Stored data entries
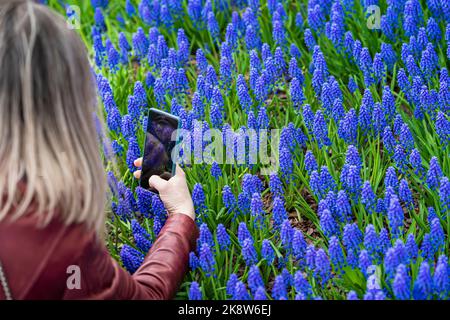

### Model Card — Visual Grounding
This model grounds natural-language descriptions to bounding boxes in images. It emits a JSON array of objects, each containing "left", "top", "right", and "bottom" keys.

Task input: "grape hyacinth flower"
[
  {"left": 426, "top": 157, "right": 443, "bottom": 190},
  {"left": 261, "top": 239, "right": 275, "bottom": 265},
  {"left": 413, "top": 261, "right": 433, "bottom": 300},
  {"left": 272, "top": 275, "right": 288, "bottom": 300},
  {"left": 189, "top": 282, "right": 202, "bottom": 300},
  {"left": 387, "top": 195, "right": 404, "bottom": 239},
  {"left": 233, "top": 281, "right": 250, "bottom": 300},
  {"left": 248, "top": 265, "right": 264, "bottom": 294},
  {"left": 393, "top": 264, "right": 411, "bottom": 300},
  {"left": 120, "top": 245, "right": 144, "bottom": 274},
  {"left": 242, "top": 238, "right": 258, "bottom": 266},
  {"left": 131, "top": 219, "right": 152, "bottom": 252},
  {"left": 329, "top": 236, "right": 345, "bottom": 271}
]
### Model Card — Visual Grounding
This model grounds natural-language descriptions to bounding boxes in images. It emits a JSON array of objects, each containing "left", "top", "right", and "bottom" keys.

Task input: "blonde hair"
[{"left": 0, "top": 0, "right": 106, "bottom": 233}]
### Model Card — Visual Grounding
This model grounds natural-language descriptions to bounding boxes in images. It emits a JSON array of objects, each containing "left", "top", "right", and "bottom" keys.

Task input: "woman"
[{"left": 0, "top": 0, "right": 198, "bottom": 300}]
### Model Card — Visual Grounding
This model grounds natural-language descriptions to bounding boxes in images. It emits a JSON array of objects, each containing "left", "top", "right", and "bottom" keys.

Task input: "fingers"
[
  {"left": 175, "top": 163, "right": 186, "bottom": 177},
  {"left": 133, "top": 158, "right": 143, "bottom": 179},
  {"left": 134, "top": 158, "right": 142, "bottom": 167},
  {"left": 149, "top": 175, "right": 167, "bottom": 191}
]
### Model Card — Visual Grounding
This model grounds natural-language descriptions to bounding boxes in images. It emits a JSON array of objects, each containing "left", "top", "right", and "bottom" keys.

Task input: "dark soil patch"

==

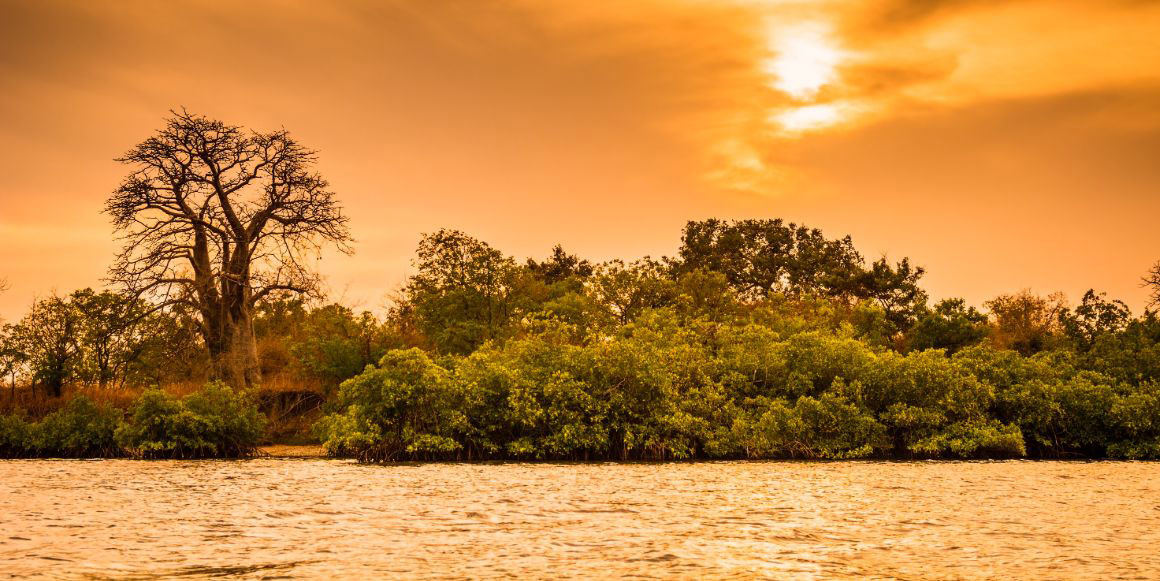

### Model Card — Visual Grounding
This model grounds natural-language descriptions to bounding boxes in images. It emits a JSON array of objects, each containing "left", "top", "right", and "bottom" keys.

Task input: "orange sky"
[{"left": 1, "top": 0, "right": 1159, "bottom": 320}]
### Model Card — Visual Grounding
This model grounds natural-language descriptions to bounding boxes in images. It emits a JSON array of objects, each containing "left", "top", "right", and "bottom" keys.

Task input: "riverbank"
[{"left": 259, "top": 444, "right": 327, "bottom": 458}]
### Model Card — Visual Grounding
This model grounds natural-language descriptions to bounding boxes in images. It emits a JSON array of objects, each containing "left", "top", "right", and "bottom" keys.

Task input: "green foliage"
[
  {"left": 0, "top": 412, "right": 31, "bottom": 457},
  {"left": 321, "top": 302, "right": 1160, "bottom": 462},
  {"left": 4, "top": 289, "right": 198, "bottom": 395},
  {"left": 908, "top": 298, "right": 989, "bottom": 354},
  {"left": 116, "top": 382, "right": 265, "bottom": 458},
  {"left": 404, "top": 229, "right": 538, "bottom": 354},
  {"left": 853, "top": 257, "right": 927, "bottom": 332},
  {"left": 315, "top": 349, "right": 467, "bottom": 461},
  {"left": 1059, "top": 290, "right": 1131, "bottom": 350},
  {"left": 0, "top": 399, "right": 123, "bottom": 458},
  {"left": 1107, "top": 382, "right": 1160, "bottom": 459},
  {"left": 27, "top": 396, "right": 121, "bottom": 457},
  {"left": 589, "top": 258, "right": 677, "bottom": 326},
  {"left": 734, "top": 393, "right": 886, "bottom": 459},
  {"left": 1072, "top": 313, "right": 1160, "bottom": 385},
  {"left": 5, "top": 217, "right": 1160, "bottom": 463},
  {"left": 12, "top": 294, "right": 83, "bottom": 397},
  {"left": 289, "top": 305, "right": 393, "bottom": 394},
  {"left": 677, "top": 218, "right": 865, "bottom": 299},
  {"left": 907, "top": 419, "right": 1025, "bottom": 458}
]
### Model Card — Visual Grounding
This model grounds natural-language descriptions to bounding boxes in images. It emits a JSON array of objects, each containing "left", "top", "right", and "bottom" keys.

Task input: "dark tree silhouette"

Work task: Could you return the lines in the entries above that contain "dark"?

Answer to this task:
Task input: "dark soil patch"
Task input: "dark tree silhouette"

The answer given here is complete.